▸ Required action
Your reply should be the following data, copied exactly.

::: Available data

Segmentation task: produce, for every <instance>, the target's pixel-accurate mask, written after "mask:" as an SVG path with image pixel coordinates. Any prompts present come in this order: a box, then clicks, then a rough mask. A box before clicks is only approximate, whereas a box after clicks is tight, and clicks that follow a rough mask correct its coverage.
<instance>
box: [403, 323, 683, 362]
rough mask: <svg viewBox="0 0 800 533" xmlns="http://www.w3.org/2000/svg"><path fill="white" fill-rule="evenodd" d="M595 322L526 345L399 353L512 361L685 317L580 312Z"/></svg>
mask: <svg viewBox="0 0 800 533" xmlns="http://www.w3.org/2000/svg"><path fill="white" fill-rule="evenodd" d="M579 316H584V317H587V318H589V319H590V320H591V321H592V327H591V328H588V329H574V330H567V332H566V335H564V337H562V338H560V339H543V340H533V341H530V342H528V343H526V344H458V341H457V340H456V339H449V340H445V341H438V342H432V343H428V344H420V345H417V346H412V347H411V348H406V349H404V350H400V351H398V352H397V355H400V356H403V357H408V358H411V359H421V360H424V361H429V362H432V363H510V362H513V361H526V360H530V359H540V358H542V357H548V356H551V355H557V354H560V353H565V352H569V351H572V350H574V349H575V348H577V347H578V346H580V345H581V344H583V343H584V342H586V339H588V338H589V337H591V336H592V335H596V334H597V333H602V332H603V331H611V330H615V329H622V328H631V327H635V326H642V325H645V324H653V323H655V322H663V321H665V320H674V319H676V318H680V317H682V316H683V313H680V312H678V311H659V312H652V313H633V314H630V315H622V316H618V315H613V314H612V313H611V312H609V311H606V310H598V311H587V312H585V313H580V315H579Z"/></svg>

::::::

▸ Response to the task
Segmentation task: produce, for every <instance>, the target's pixel-accurate mask, written after "mask:" as an SVG path with image pixel coordinates. Any prompts present come in this order: a box, then clicks, then a rough mask. A box before clicks is only approximate, whereas a box after clicks is tight, and clicks that follow a rough mask correct its coverage.
<instance>
box: [403, 323, 683, 362]
rough mask: <svg viewBox="0 0 800 533" xmlns="http://www.w3.org/2000/svg"><path fill="white" fill-rule="evenodd" d="M595 322L526 345L399 353L512 361L685 317L580 312Z"/></svg>
mask: <svg viewBox="0 0 800 533" xmlns="http://www.w3.org/2000/svg"><path fill="white" fill-rule="evenodd" d="M579 316H584V317H587V318H589V319H590V320H591V321H592V327H591V328H588V329H574V330H567V332H566V335H564V337H562V338H560V339H543V340H533V341H530V342H528V343H526V344H458V341H457V340H456V339H449V340H445V341H438V342H432V343H428V344H420V345H417V346H412V347H411V348H406V349H404V350H400V351H398V352H397V355H400V356H403V357H408V358H411V359H421V360H424V361H429V362H432V363H510V362H513V361H526V360H530V359H540V358H542V357H548V356H551V355H557V354H560V353H565V352H569V351H572V350H574V349H575V348H577V347H578V346H580V345H581V344H583V343H584V342H586V339H588V338H589V337H591V336H592V335H596V334H597V333H602V332H603V331H611V330H615V329H622V328H631V327H635V326H642V325H645V324H653V323H655V322H663V321H665V320H674V319H676V318H680V317H682V316H683V313H680V312H678V311H659V312H652V313H633V314H630V315H622V316H618V315H613V314H612V313H611V312H609V311H606V310H598V311H587V312H585V313H580V315H579Z"/></svg>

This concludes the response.